Rewrite the stretch of the material from the line containing "Rules: pick out every instance of the grass" through the end of the material, requests included, and raise every coordinate in the answer points by 140. Keep the coordinates in the requests and their format samples unchanged.

Raw data:
## BEGIN
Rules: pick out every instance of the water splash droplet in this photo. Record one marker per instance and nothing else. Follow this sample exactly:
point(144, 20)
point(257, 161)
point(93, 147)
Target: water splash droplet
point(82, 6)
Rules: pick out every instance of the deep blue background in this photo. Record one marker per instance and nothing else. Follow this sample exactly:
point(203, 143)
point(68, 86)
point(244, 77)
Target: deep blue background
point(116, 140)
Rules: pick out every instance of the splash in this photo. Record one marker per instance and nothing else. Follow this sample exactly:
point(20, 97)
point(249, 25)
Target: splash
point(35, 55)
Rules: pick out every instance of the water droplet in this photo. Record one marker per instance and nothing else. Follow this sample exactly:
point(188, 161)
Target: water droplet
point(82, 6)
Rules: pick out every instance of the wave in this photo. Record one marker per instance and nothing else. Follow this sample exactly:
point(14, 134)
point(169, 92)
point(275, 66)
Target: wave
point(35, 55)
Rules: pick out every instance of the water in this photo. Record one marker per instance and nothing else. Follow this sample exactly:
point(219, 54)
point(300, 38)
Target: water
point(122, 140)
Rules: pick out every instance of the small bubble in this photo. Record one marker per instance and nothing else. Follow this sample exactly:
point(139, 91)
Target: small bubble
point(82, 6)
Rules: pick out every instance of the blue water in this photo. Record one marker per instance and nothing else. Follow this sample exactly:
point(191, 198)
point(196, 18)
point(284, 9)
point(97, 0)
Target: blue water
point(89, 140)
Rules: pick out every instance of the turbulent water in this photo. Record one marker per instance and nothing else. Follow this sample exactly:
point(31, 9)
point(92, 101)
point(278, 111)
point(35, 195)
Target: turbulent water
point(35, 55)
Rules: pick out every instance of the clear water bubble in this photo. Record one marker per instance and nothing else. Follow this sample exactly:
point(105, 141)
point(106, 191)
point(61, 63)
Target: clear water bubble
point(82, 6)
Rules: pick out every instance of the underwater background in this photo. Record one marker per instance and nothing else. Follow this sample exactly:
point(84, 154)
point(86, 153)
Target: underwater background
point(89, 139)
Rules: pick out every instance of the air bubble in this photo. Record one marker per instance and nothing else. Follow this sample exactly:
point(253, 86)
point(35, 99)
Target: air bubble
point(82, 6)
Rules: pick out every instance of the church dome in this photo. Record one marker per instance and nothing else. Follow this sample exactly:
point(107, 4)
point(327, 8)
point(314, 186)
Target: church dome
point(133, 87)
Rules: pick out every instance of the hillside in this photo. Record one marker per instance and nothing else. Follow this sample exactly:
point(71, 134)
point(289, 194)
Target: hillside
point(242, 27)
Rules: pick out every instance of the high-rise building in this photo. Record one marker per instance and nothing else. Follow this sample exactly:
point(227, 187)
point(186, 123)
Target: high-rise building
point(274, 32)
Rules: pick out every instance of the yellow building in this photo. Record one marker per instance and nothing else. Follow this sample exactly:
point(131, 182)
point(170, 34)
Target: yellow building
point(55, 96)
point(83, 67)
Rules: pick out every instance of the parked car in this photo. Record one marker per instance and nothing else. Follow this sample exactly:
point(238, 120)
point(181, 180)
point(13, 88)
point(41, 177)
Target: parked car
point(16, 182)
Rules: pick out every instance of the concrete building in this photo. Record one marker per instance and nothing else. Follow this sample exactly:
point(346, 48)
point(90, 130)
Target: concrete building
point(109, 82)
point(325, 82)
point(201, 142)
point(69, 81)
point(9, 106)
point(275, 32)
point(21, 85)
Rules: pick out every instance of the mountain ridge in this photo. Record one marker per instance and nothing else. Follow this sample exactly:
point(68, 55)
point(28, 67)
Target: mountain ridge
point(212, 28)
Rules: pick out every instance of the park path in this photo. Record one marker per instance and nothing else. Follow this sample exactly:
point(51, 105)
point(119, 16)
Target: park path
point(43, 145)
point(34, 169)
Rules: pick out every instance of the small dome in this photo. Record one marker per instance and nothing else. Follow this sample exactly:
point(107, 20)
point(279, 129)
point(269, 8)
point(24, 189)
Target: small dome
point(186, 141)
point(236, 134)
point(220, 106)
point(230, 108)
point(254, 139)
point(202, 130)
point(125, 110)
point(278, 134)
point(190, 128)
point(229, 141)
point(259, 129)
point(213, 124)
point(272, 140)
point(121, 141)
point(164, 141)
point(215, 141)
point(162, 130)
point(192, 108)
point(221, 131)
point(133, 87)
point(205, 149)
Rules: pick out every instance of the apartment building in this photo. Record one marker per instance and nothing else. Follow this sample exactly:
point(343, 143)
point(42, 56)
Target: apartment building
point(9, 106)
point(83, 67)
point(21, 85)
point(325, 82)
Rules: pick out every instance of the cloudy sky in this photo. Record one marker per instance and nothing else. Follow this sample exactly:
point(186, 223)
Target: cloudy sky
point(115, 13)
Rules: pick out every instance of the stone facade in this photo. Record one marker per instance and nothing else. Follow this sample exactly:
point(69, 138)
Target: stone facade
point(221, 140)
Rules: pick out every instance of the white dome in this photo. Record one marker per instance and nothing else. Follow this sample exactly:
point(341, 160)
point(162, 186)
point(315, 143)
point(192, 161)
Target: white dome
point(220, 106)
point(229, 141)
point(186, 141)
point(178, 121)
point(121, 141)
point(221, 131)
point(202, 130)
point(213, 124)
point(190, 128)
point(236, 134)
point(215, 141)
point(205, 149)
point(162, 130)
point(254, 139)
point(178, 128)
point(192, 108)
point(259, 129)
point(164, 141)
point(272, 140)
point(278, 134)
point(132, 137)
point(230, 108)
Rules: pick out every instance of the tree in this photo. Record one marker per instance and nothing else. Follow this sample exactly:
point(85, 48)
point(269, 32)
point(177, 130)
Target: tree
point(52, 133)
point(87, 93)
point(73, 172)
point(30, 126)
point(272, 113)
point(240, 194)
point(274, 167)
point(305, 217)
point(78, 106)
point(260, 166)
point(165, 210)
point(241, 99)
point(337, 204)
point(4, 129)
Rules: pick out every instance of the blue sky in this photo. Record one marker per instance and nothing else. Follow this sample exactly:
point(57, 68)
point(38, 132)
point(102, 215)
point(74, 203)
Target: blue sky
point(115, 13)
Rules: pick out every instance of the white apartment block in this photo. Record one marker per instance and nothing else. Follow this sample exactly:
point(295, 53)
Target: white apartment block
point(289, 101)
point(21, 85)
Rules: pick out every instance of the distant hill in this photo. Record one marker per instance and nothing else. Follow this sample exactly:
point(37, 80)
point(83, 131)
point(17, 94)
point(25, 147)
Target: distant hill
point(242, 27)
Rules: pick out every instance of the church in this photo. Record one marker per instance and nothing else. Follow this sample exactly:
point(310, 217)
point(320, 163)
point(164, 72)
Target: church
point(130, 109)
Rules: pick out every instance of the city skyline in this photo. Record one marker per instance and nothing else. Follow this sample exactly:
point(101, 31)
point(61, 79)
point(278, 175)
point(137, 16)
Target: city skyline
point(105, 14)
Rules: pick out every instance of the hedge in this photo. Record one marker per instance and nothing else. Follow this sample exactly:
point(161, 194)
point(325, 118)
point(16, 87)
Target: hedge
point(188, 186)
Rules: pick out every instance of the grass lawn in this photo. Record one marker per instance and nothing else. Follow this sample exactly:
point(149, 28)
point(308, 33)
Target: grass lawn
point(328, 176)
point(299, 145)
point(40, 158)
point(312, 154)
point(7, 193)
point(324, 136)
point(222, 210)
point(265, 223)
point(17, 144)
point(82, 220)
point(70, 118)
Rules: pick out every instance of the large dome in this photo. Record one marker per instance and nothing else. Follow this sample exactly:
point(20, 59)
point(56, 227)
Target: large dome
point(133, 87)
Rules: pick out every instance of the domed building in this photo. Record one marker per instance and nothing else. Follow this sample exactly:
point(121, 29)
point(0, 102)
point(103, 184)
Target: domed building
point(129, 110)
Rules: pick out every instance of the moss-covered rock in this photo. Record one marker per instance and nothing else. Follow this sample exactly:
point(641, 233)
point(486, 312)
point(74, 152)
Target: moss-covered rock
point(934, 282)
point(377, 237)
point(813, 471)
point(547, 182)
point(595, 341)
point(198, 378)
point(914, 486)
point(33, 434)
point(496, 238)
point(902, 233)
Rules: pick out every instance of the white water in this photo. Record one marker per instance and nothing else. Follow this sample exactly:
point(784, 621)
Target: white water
## END
Result:
Rules: pick out every instance of the grass lawn in this photo. Record one marker per instance and nothing else. Follow this sample exactly:
point(149, 28)
point(308, 33)
Target: grass lawn
point(468, 316)
point(439, 285)
point(180, 298)
point(452, 294)
point(147, 333)
point(464, 276)
point(362, 350)
point(405, 363)
point(157, 284)
point(222, 360)
point(210, 258)
Rules: pick out every instance of the large dome in this photo. Record one marker per instance and nothing else. Follow this sample exactly:
point(20, 59)
point(56, 227)
Target: large dome
point(273, 227)
Rules: pick out every instance of the domed building in this photo. Record one marker per instance and nothing else. Follow this sample exactly:
point(121, 29)
point(0, 102)
point(103, 184)
Target: domed building
point(269, 250)
Rules: pick out every instance of the moss-covered rock in this photo. Record one marker per instance and nothing else. Follow this sample exactly:
point(641, 233)
point(486, 312)
point(74, 152)
Target: moss-covered rock
point(1074, 422)
point(517, 377)
point(953, 611)
point(687, 322)
point(735, 481)
point(338, 518)
point(1054, 626)
point(173, 574)
point(636, 378)
point(1042, 373)
Rules: pick out every instance of the white water in this photo. Record one marker per instance and nothing else. Follow this sample exactly:
point(784, 621)
Target: white water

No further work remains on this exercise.